• [Texto dado]
____________________
Hay decisiones que no solo se preparan antes de la reunión formal, sino que se toman en secreto, en espacios cerrados, sin todos los que deberían estar. No son reuniones previas ni trabajo en equipo: son reuniones en la sombra. Y son un riesgo para cualquier organización.

He estado en juntas directivas donde, al terminar la sesión, salgo con una sensación incómoda: la de estar sobrando. Todo estaba decidido antes: ya no había discusión. Lo importante ya se había acordado en otro lugar, en otra hora y con otros interlocutores. La reunión formal era apenas una puesta en escena. Y uno de los actores —yo— no tenía línea ni papel.
Hace una semana escribí una columna sobre un fenómeno relacionado: las reuniones previas a la reunión formal, en las que se construyen consensos, se ajustan argumentos y se preparan propuestas antes de llevarlas al espacio institucional. A raíz de esa publicación, varios lectores me compartieron comentarios y experiencias que apuntaban a una práctica más delicada, que también mencioné brevemente: el actuar en la sombra. Un término que merecía esta segunda mirada. Porque la sombra, en este caso, no es una metáfora literaria sino una forma de poder que opera al margen de la deliberación legítima y que puede hacerle un daño profundo a la vida organizacional.
____________________
• [Filas dadas]
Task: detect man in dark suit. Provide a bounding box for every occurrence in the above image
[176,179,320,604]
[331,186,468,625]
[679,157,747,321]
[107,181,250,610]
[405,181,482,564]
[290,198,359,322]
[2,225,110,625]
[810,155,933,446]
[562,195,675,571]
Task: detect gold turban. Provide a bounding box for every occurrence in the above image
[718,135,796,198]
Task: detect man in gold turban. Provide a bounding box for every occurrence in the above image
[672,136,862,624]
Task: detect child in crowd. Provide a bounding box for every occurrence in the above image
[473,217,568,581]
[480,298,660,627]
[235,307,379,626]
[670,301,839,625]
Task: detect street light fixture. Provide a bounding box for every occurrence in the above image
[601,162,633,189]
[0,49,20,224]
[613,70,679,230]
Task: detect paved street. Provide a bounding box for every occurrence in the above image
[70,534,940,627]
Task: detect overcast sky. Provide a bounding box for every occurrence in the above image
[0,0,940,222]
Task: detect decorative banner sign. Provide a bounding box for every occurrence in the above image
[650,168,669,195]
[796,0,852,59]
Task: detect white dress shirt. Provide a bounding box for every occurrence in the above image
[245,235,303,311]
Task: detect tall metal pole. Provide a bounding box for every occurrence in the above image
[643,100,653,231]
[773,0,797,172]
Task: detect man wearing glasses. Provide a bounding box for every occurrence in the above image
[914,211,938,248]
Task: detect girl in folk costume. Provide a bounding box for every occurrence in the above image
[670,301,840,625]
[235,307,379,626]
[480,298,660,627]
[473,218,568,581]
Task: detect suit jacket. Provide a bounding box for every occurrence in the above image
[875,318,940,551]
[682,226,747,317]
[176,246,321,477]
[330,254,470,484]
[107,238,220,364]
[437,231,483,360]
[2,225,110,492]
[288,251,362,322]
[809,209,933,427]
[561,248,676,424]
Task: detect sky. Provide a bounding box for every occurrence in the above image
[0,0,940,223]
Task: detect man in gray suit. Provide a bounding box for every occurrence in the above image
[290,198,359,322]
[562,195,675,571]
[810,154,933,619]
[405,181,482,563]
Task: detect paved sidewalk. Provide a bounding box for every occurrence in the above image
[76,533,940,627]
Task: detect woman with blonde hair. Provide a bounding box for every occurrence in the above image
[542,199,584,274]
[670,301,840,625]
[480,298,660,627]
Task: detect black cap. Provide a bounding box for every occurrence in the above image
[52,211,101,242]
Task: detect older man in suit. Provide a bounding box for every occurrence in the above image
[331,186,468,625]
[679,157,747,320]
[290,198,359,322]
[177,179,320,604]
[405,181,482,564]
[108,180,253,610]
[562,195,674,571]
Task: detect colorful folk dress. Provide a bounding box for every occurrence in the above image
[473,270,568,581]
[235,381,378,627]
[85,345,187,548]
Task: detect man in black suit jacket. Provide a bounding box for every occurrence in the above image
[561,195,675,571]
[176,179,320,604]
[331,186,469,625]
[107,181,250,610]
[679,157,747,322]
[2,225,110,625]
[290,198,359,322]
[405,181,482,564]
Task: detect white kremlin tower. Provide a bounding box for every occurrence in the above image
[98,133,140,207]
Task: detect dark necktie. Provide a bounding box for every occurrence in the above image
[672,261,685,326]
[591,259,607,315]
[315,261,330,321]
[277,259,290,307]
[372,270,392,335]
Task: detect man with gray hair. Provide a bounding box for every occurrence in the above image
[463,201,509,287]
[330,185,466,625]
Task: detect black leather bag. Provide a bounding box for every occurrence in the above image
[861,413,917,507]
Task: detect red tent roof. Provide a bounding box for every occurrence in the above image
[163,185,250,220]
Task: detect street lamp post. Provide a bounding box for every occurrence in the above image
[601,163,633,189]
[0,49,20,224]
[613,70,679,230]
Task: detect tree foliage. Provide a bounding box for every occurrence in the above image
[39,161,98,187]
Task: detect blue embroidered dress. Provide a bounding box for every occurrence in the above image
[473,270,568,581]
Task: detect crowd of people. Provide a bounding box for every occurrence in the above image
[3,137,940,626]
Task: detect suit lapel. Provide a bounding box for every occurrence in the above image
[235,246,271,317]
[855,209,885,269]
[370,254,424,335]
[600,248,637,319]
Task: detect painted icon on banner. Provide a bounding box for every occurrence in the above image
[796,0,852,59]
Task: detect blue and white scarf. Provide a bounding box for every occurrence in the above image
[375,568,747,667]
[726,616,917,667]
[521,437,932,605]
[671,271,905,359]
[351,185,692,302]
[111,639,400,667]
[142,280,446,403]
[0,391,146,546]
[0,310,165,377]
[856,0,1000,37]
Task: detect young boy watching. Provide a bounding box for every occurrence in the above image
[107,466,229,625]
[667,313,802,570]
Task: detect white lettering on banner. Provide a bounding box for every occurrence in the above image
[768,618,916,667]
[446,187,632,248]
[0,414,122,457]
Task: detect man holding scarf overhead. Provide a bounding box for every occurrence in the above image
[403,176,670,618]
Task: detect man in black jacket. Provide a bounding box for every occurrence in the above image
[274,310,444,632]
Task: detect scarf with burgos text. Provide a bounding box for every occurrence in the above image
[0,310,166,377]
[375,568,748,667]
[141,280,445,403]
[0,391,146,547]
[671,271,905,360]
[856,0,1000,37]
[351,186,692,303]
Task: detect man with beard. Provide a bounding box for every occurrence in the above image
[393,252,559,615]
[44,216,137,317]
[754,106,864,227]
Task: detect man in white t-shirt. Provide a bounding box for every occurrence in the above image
____________________
• [Trabajo por hacer]
Prosigue el texto sobre las reuniones en la sombra a partir de su última oración.

• [Resultado de la tarea]
Es importante, sin embargo, no confundir dos cosas. No toda conversación previa a una reunión formal es una señal de exclusión o de mala práctica. Es completamente natural —y, de hecho, útil— que dos o más miembros de un comité o junta intercambien ideas, prueben hipótesis o construyan propuestas antes de llevarlas a una discusión formal. Eso ocurre con frecuencia en entornos colaborativos donde se valora la preparación y el contraste de visiones. Esas no son reuniones en la sombra: son parte del trabajo legítimo de construir decisiones.
El problema aparece cuando ese intercambio se convierte en una segunda agenda, deliberadamente cerrada, cuyo objetivo no es enriquecer la decisión colectiva, sino imponerla. Cuando se excluye de manera sistemática a ciertos miembros, no por razones prácticas, sino por cálculos políticos o estratégicos. Cuando no se informa, no se comparte, no se construye con el grupo completo, sino que se presenta una decisión ya tomada, disfrazada de consenso.
Estas prácticas, cuando se repiten, comienzan a erosionar silenciosamente los cimientos de una organización. Porque no solo excluyen ideas: excluyen personas. Y una persona excluida, especialmente en espacios de liderazgo, termina por desconectarse emocionalmente del propósito común. Lo he vivido y lo he visto vivir a otros. La consecuencia inmediata es la fragmentación: aparecen bandos, agendas paralelas, decisiones cuestionadas. Y, con el tiempo, aparece algo peor: la desconfianza.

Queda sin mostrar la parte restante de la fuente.